Problem: Leave the pictures out and transcribe every record exactly.

** BEGIN **

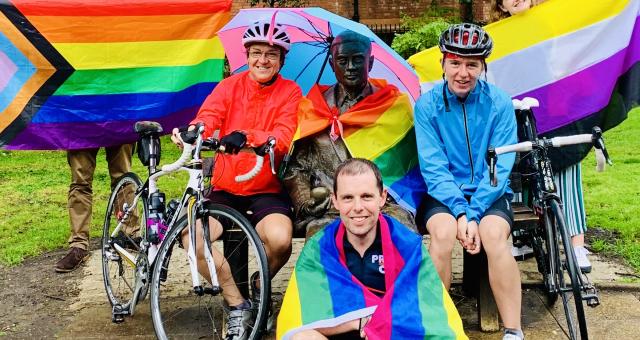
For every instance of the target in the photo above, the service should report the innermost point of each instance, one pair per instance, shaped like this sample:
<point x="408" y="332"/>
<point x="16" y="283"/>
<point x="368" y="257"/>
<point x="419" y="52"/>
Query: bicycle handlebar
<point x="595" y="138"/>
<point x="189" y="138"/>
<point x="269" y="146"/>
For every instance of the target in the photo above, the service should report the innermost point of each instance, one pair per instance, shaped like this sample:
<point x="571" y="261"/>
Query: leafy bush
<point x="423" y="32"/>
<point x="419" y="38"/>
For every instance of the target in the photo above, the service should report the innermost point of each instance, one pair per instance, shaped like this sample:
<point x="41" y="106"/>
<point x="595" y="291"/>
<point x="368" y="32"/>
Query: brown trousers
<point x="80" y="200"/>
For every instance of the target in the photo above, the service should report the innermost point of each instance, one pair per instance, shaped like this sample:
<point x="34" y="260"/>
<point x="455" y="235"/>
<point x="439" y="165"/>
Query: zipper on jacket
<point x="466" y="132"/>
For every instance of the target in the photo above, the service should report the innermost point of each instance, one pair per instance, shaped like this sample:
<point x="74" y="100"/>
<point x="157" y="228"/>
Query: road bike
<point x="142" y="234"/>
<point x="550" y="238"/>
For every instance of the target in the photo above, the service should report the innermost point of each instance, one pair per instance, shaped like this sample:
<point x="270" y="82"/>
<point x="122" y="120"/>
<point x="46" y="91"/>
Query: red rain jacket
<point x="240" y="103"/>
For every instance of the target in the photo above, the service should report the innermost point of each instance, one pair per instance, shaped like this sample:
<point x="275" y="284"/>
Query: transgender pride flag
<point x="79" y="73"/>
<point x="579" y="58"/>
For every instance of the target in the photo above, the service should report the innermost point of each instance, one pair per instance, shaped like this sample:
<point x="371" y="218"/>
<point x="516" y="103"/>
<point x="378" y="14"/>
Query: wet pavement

** END **

Correct output:
For every instance of the target in the photo above, the service should report the innermost point of each instance, one pair per instance, shaped like this sample:
<point x="408" y="332"/>
<point x="16" y="283"/>
<point x="368" y="257"/>
<point x="419" y="52"/>
Query: bicycle handlebar
<point x="595" y="138"/>
<point x="189" y="138"/>
<point x="269" y="146"/>
For every instance of the target in the photo above, the service should report the innermost point of each instance, one pair per instance, shaped like this sample:
<point x="571" y="261"/>
Query: leafy bush
<point x="423" y="32"/>
<point x="419" y="38"/>
For every instance of the target in the photo above, the service should report the innermost point of each instance, one pair per instance, shaped like this sample:
<point x="41" y="106"/>
<point x="595" y="291"/>
<point x="368" y="32"/>
Query: brown trousers
<point x="80" y="200"/>
For every instance of the target in the photo above, the service should report the innermost point of each instance, one pair per instance, shaped like this sample:
<point x="34" y="260"/>
<point x="455" y="235"/>
<point x="439" y="165"/>
Query: zipper on jacket
<point x="466" y="132"/>
For every instance of the target in the photo above, the service should report the innermost point of each instance, one pair per instance, shaped like this sample:
<point x="74" y="100"/>
<point x="157" y="228"/>
Query: road bike
<point x="142" y="234"/>
<point x="550" y="238"/>
For every instance of the target in the photo above, the service should report the innermost point of each instance, one pair per instance, shaped like this sample:
<point x="270" y="82"/>
<point x="122" y="120"/>
<point x="46" y="91"/>
Query: red rain jacket
<point x="240" y="103"/>
For every instance of the target in the photo above, the service should report the innermost point of each instance, one pair per instance, shaped like this sample:
<point x="275" y="284"/>
Query: transgender pride flag
<point x="79" y="73"/>
<point x="579" y="58"/>
For every instance of the target in the photo above, the service should report the innermost point of each instance, one pair per instance, shaped like this sample:
<point x="371" y="218"/>
<point x="516" y="103"/>
<point x="378" y="14"/>
Query: wet pavement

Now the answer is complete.